▶ _DATA SUPPLIED_:
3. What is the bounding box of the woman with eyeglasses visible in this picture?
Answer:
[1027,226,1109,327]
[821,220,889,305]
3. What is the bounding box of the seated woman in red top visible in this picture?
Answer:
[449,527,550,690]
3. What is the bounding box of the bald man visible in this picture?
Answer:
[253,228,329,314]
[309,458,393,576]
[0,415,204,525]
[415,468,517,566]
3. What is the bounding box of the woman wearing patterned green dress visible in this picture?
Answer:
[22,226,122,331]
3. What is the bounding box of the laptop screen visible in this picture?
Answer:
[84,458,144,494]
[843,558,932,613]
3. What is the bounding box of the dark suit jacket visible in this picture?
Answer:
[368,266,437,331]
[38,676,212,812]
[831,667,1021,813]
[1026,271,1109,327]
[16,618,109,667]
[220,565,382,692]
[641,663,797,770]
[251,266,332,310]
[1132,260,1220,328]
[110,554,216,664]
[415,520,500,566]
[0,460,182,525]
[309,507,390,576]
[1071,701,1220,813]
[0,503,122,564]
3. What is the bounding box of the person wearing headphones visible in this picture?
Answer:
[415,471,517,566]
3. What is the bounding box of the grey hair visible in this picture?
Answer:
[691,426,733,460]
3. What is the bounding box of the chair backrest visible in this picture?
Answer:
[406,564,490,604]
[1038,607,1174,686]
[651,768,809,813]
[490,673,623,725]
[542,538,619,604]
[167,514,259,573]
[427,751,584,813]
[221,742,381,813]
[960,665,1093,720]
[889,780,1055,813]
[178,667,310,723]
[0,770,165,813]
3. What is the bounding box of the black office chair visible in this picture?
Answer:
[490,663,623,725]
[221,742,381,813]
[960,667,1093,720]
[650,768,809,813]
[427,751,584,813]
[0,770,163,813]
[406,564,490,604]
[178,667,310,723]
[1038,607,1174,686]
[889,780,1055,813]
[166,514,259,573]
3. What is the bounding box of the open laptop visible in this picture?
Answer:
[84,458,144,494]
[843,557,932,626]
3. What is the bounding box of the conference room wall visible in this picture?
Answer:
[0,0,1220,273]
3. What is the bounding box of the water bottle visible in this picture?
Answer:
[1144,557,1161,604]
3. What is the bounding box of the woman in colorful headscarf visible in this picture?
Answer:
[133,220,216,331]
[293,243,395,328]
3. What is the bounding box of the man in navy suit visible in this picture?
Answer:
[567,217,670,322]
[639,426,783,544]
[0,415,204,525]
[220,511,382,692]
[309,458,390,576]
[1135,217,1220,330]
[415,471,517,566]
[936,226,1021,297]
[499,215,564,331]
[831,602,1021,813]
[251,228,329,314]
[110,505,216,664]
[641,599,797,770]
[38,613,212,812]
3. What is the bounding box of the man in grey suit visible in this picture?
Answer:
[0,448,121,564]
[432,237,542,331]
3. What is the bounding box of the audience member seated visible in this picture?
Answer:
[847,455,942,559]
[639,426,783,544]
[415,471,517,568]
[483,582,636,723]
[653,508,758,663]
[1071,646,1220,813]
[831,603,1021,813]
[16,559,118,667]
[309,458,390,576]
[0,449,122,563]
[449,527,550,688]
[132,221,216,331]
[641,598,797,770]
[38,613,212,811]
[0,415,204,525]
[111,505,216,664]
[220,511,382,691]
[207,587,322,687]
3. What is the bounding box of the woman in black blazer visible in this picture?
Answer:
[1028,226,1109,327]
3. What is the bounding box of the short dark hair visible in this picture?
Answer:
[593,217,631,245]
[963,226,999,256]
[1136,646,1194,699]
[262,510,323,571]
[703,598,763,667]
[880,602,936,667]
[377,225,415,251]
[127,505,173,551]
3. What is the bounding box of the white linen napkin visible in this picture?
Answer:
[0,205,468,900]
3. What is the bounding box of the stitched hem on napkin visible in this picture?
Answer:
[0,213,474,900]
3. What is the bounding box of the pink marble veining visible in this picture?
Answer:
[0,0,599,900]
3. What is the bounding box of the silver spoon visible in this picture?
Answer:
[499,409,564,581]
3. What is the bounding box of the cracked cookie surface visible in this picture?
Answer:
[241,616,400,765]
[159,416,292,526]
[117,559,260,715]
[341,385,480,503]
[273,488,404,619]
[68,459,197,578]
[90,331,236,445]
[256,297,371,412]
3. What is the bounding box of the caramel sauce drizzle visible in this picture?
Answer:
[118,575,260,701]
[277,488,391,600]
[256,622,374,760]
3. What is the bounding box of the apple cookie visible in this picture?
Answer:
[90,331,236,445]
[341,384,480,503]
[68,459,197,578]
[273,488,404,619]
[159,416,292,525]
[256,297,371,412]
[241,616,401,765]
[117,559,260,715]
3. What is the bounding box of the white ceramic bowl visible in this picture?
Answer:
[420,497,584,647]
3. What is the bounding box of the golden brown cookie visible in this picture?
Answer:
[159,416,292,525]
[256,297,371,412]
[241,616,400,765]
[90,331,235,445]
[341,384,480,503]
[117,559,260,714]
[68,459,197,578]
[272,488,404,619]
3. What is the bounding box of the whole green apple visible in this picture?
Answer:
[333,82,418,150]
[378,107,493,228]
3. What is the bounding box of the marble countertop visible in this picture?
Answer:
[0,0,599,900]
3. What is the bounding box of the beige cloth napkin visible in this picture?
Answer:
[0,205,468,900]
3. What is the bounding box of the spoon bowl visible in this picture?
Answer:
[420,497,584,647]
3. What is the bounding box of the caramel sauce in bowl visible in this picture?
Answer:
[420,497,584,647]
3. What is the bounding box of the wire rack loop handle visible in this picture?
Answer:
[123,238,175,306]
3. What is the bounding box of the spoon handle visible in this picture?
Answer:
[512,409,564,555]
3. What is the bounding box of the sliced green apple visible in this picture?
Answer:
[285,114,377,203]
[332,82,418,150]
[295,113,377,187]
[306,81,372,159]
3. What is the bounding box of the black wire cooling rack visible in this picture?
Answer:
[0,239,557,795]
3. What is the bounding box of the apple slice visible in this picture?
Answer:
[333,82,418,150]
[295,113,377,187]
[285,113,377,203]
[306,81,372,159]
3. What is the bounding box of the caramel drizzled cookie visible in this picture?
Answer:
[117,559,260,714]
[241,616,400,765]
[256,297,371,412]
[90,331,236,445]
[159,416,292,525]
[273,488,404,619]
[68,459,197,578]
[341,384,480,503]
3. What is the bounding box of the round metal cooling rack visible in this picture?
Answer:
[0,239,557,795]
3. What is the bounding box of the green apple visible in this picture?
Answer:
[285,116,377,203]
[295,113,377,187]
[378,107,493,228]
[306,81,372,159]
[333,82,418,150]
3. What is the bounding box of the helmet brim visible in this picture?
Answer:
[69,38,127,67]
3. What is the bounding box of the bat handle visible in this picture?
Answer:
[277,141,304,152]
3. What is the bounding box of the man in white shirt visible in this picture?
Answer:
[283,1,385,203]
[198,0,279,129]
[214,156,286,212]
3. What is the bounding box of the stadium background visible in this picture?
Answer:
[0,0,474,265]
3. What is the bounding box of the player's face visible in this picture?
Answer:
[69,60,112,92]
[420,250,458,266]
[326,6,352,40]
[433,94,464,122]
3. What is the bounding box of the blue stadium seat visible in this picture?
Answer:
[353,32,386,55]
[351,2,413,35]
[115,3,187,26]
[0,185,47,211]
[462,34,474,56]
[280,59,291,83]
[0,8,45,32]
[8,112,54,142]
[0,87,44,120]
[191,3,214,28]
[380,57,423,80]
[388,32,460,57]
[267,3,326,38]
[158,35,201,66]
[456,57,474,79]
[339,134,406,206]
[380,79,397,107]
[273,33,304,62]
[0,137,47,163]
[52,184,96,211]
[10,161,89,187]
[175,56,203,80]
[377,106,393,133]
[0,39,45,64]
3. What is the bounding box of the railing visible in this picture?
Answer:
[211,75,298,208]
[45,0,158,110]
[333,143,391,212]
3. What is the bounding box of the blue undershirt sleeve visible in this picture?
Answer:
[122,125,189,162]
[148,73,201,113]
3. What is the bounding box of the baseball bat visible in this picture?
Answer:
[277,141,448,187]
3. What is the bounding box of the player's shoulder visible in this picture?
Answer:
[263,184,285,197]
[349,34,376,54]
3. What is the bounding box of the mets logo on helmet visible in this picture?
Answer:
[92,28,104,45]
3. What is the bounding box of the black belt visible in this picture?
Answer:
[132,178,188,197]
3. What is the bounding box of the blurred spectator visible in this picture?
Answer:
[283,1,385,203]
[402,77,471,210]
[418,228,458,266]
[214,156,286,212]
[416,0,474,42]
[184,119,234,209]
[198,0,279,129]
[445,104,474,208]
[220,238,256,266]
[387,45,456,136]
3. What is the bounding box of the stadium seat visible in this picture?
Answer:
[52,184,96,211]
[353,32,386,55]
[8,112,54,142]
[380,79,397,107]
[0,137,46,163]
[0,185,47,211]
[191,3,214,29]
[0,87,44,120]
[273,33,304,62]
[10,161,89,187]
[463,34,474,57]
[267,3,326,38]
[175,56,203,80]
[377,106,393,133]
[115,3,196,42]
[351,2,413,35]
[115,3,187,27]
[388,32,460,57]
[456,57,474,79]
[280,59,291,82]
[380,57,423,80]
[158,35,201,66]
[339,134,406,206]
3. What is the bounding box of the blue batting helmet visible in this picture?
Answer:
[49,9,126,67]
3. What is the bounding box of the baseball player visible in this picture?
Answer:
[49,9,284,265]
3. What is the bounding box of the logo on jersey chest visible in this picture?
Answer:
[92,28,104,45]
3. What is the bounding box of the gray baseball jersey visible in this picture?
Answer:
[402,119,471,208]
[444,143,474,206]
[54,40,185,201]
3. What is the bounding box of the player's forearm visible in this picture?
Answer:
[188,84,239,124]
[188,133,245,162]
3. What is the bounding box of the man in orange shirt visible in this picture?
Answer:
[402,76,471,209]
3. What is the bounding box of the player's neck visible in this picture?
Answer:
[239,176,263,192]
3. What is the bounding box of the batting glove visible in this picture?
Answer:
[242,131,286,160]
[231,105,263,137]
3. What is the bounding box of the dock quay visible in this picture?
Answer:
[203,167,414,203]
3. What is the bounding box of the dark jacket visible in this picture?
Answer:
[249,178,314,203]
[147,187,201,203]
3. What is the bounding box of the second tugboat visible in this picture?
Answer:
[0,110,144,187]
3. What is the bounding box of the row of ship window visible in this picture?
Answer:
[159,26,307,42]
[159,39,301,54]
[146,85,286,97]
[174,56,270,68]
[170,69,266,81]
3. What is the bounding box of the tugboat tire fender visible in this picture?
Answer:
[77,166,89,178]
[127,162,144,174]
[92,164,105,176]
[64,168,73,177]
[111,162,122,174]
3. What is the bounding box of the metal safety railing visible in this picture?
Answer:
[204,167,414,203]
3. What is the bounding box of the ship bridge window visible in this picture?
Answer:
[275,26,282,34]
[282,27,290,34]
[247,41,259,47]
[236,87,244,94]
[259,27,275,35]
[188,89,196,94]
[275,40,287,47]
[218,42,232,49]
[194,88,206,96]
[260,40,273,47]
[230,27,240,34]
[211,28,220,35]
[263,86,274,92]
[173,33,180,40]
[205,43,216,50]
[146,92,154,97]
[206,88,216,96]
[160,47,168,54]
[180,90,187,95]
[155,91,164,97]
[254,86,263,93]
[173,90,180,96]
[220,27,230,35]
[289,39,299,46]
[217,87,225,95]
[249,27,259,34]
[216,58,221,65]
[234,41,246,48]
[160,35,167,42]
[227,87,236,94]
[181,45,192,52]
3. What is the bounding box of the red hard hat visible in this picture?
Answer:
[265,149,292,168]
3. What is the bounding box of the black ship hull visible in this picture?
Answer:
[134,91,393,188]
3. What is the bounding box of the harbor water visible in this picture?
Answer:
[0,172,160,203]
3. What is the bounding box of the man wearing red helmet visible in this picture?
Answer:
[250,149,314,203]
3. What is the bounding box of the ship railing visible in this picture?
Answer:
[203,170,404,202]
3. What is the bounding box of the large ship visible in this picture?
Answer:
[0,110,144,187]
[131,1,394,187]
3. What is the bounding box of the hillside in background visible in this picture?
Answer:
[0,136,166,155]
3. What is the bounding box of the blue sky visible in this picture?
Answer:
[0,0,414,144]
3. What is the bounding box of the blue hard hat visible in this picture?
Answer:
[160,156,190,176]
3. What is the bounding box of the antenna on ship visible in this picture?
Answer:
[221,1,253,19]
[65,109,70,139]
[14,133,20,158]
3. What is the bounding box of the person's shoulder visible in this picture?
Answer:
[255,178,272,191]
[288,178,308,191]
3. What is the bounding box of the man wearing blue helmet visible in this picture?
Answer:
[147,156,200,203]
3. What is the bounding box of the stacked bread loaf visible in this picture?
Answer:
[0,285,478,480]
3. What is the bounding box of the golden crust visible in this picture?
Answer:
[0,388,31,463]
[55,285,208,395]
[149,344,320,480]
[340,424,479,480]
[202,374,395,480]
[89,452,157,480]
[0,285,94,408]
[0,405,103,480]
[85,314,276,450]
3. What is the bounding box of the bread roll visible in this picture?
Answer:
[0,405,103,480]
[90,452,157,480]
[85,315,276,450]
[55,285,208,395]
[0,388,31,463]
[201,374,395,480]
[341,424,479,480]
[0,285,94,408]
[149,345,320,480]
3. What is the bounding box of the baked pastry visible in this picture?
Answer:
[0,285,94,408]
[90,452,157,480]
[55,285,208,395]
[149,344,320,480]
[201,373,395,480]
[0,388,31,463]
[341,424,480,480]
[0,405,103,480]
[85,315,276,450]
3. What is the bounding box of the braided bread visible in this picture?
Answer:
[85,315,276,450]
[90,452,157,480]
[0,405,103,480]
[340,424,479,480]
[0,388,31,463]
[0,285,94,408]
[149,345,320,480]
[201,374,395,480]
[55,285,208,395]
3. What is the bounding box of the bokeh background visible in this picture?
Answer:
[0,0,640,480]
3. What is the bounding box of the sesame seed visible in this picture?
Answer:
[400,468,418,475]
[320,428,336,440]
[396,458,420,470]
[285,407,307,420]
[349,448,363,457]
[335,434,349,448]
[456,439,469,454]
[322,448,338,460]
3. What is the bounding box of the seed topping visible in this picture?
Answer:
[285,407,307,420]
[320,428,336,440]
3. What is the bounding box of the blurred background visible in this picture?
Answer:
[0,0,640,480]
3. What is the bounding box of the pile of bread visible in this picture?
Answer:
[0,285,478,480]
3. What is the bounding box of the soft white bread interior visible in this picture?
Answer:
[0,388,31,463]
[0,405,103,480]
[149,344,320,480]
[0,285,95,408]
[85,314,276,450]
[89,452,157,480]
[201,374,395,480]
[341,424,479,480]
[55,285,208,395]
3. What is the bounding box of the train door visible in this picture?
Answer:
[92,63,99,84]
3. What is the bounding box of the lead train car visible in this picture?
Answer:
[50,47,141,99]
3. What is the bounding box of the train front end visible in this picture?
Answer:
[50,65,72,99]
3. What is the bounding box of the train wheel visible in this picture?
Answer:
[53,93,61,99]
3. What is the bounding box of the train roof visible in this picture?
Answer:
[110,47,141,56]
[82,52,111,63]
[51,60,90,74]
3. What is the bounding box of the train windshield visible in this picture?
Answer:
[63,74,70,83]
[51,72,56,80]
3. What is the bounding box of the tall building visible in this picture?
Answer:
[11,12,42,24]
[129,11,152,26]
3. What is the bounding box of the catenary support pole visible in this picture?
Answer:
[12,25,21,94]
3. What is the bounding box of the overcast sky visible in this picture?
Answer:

▶ _DIRECTION_: Starting at the line that contains "3. What is the bounding box of the stadium seat" and stopping after the line that contains "[115,3,196,42]", give the lines above as a JSON list of strings, one string per line, leaving out blank lines. Include both end lines.

▶ _THE OUTPUT_:
[
  "3. What is the bounding box of the stadium seat visible in this picture?",
  "Answer:",
  "[52,184,96,211]",
  "[353,32,386,55]",
  "[8,112,54,142]",
  "[380,79,397,107]",
  "[0,137,46,163]",
  "[0,185,47,211]",
  "[191,3,214,29]",
  "[0,87,44,120]",
  "[273,33,304,62]",
  "[10,161,89,187]",
  "[463,34,474,57]",
  "[267,3,326,38]",
  "[175,56,203,80]",
  "[377,106,393,133]",
  "[115,3,196,42]"
]